SUPPLIED TEXT:
# # #
The evidential materials that would be considered by forensic podiatrists can sometimes fall within the specialist understanding of other disciplines. For example, forensic gait analysis case work has been undertaken by human movement scientists and the knowledge involved in forensic gait analysis is that possessed by some physical therapists and orthopedic specialists as well as podiatrists.

Similarly, some evidential material of interest to forensic podiatrists is also of interest to other forensic specialists (particularly forensic marks examiners) although from their own particular perspectives and forensic podiatrists always need to consider the potential for multidisciplinary considerations/collaborations.

==Key historic developments==

In 1937, Sir Sydney Smith, examining a pair of shoes left behind at the scene of a burglary in Falkirk, made deductions about the suspect. In spite of the suspect's agility as a cat burglar, he suggested that the suspect was short, had a left leg shorter than the right, a left foot an inch shorter and half an inch narrower than the right, had limited mobility in his left leg and was missing the fourth toe on that foot. He also suggested that the criminal would have a severe lateral spinal curvature. After a man was arrested in flagrante delicto at the scene of another cat burglary, and convicted, he allowed Smith to examine him in prison.
# # #
Saved entries
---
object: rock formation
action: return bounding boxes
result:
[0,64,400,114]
# # #
TASKS TO COMPLETE:
1 – Translate this sentence from the forensic podiatry passage into Spanish: "He also suggested that the criminal would have a severe lateral spinal curvature."
2 – Extend the forensic podiatry passage, picking up right after its final sentence.

TASK-BY-TASK OUTPUTS:
1 – También sugirió que el delincuente tendría una curvatura lateral grave de la columna vertebral.

2 –
Smith discovered that he was five foot three, had had infantile paralysis in his left leg, that the leg was withered as a result, that his deductions about the size of the foot and leg were correct, but that the spinal curvature was less than he suspected.

In 1972, Norman Gunn, a podiatric physician from Canada, was the first podiatrist worldwide to undertake forensic podiatry case work.

In 1989, Wesley Vernon, a podiatrist from the UK, began to undertake research in forensic podiatry and later began to undertake case work from the mid 1990s.

In the early 1990s, John DiMaggio, a podiatric physician began to undertake forensic podiatry case work in the US.

In July 2000 forensic gait analysis was presented as evidence in a criminal trial for the first time. - Central Criminal Court, United Kingdom.

In September 2003, an organization was formed – the American Society of Forensic Podiatry.

In 2007, the Council for the Registration of Forensic Practitioners (CRFP) developed a competency test for forensic podiatrists in the UK. The CRFP is no longer in existence, but this testing process was developed further by the Chartered Society of Forensic Sciences in the UK and is available for those practising in this field.

In July 2007, a forensic podiatry science and practice subcommittee was established within the structure of the International Association for Identification (IAI).

In 2009, the IAI published a document defining the role and scope of practise for forensic podiatrists.

In 2011 an M-level course in forensic podiatry was developed at the University of Huddersfield in the UK. This was later developed further into a full MSc course in forensic podiatry at that university.

In 2011, the first forensic podiatry textbook was written. In 2017, a much more comprehensive, updated 2nd edition of this book was published.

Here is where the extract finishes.